-- Dataset entries start --

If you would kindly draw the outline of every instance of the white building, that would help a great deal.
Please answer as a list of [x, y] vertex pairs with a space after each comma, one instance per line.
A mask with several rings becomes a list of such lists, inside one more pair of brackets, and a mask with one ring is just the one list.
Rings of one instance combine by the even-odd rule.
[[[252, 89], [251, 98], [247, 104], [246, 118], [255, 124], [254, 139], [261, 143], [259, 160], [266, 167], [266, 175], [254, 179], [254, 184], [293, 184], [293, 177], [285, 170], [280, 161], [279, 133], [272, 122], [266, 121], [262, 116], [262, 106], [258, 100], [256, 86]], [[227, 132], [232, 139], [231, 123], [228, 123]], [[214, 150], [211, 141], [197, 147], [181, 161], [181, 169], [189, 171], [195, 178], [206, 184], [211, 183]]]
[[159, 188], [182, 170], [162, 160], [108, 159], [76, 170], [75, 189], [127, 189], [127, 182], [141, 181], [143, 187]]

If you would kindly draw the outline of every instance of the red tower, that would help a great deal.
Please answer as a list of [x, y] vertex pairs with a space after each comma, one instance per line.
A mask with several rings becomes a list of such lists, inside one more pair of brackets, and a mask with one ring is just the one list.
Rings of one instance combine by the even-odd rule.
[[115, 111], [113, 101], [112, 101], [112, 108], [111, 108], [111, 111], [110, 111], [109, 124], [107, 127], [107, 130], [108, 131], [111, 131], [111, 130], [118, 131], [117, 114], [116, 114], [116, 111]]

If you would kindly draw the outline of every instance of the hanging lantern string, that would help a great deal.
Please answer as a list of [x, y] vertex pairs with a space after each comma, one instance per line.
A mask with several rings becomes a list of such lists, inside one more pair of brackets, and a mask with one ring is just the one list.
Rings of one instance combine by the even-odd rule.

-- Dataset entries end --

— Prompt —
Starting at the beginning of the items and stopping after the line that contains "114], [116, 111]]", copy those lines again, but change "red tower" to "red spire" and leave everything else the same.

— Correct output —
If you would kindly draw the outline of every instance of the white building, that would help a great deal.
Please answer as a list of [x, y] vertex pairs with a space after each comma, one instance per line.
A mask with several rings becomes a list of such lists, inside one more pair of brackets, and a mask with one ring is just the one list.
Rings of one instance combine by the even-odd rule.
[[[252, 89], [251, 98], [247, 104], [246, 118], [255, 124], [254, 139], [261, 143], [259, 160], [266, 167], [266, 175], [254, 179], [254, 184], [293, 184], [293, 177], [285, 170], [280, 161], [279, 133], [272, 122], [266, 121], [262, 116], [262, 106], [258, 100], [256, 86]], [[227, 132], [232, 139], [231, 123], [228, 123]], [[214, 150], [211, 141], [197, 147], [181, 161], [181, 169], [189, 171], [195, 178], [206, 184], [211, 183]]]
[[159, 188], [182, 170], [162, 160], [108, 159], [76, 170], [75, 189], [127, 189], [127, 182], [141, 181], [143, 187]]

If you would kindly draw the outline of every instance of the red spire, that would help a great deal.
Please answer as a list of [x, y] vertex pairs with a space after each comma, one instance per line.
A mask with several rings becomes a list of such lists, inside one more pair of brackets, and a mask with one ring is just the one list.
Rings of one instance combine by the even-odd rule.
[[115, 111], [113, 101], [112, 101], [112, 108], [111, 108], [111, 111], [110, 111], [109, 124], [107, 127], [107, 130], [108, 131], [111, 131], [111, 130], [118, 131], [117, 114], [116, 114], [116, 111]]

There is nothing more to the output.